Tâches à réaliser –
[1] Répondez à ces questions sur l'extrait consacré au chaman de Qiuka :
(a) Quel âge a Zhao Deqing ?
(b) Combien de Chinois ont quitté leurs campagnes pour les villes au cours des 15 dernières années ?
(c) À quel moment la tension est-elle retombée, selon les « maîtres des esprits » de Qiuka ?
[2] Relevez toutes les indications chiffrées écrites en chiffres dans l'extrait consacré au chaman de Qiuka.
[3] Donnez la suite de l'extrait consacré au chaman de Qiuka.

Extrait choisi –
· · · · · · ·

Il fait partie des milliers de "maîtres des esprits" de la région, auxquels les minorités ethniques locales ont recours comme guérisseurs depuis des siècles.

"Si un danger vous menace et que la chance n'est plus avec vous, je peux améliorer votre sort", affirme Zhao. "Si la médecine ne marche pas, il faut faire appel aux esprits".

Dans le village reculé de Qiuka --accessible par un unique chemin boueux qui serpente à flanc de colline entre des rizières--, Zhao reçoit un flot constant de villageois qui croient comme lui à la force des esprits.

"Les esprits peuvent vous rendre malade, mais ils ne vont pas vous manger ou vous faire quoi que ce soit de ce genre", tempère Zhao Deqing, 13 ans --qui porte le même nom que le chaman, comme beaucoup de familles du village.

Mais le jeune garçon rêve surtout des motos que ses aînés chevauchent à leur retour des villes voisines. Il a bien l'intention de quitter le village dès qu'il aura fini l'école.

Il viendra alors grossir ce qui est sans doute la plus grande migration de l'histoire, celle des quelque 300 millions de Chinois ayant quitté leurs campagnes pour les villes au cours des 15 dernières années.

Le chaman Zhao Fucheng a fait de la guérison et de la prédiction de l'avenir ses spécialités. "Je communique un peu avec les esprits: je joue du tambour, je souffle dans une corne de boeuf. Je suis capable de faire les choses simples".

En cette matinée ensoleillée, il accepte de prédire l'avenir d'un visiteur entre deux âges.

La date de naissance du client en tête et ses lunettes sur le nez, il scrute un calendrier lunaire imprimé à l'encre rouge, marmonne quelques calculs, puis attrape un gros livre dont les pages s'effritent sous ses doigts.

"Quand vous atteindrez 39 ans, la vie ne sera pas facile pour vous", annonce-t-il au client.

Le chaman pointe un ongle terreux sur un caractère et le lit à voix haute, avant d'adopter un ton rassurant: "Pas de quoi s'effrayer pour autant".

Pendant la décennie de violences de la Révolution culturelle (1966-1976), nombre de chamans furent tués ou malmenés au nom de la lutte contre les "superstitions féodales".

A Qiuka, les "maîtres des esprits" racontent qu'ils ont caché leurs livres jusqu'à ce que la tension retombe, au début des années 1980.

· · · · · · ·

Entrées de données –
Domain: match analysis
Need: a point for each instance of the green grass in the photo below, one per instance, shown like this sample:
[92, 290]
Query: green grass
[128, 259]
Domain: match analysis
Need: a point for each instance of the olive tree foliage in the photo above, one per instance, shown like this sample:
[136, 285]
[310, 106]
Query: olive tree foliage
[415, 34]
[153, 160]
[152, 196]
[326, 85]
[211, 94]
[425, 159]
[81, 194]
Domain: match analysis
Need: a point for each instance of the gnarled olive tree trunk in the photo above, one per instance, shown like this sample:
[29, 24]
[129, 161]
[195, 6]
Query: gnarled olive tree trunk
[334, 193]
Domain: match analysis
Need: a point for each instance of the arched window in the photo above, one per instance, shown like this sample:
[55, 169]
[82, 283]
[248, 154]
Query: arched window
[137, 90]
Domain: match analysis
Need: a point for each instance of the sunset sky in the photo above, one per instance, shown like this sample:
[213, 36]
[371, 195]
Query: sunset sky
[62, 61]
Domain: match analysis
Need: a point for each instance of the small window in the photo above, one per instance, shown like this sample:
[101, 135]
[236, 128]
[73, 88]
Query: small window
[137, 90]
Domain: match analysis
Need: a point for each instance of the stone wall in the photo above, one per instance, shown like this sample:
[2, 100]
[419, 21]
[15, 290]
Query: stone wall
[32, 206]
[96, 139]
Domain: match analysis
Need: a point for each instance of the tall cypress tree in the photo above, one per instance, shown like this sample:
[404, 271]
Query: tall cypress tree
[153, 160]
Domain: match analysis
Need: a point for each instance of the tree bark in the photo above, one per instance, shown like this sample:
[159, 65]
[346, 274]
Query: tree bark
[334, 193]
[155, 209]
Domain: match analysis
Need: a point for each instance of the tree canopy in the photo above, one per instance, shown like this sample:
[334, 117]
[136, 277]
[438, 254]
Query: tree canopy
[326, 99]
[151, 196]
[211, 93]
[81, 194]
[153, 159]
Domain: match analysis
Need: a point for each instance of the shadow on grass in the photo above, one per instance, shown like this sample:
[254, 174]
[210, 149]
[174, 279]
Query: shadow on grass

· · · · · · ·

Réponses dans l'ordre –
[1]
(a) 13 ans.
(b) Quelque 300 millions.
(c) Au début des années 1980.

[2] 13 ans ; 300 millions ; 15 dernières années ; 39 ans ; 1966-1976 ; années 1980

[3]
Puis, avec les bouleversements économiques et l'explosion des coûts médicaux, les chamans ont vu les clients affluer de nouveau.

Qiuka ne compte que quelques centaines d'habitants mais plusieurs "maîtres des esprits".

"Les gens viennent me voir s'ils sont malades", témoigne Zhao Fukai, la soixantaine grisonnante, qui serre contre lui un épais volume jauni par les ans.

"Les anciens nous ont laissé ce livre", raconte-t-il, avant d'avertir: "Pour attirer les esprits, il faut du sang. Cela peut faire peur."

Dans les villages du Guangxi, une catégorie de population brille par son absence: les jeunes.

Après le collège, la plupart vont chercher du travail à la ville: les salaires y sont autrement plus élevés que ceux de bûcheron ou de paysan.

La Chine se prépare à l'exode de 300 millions de ruraux supplémentaires dans les dix prochaines années, ce qui laissera des milliers de villages quasi-vides.

Les chamans de Qiuka redoutent de ne plus trouver personne à qui transmettre leurs rites séculaires, menacés --à l'instar de traditions culturelles locales-- de sombrer dans l'oubli.

"On ne gagne pas grand chose avec ce métier, les gens se font davantage d'argent en allant travailler ailleurs", reconnaît le chaman Zhao Jintai.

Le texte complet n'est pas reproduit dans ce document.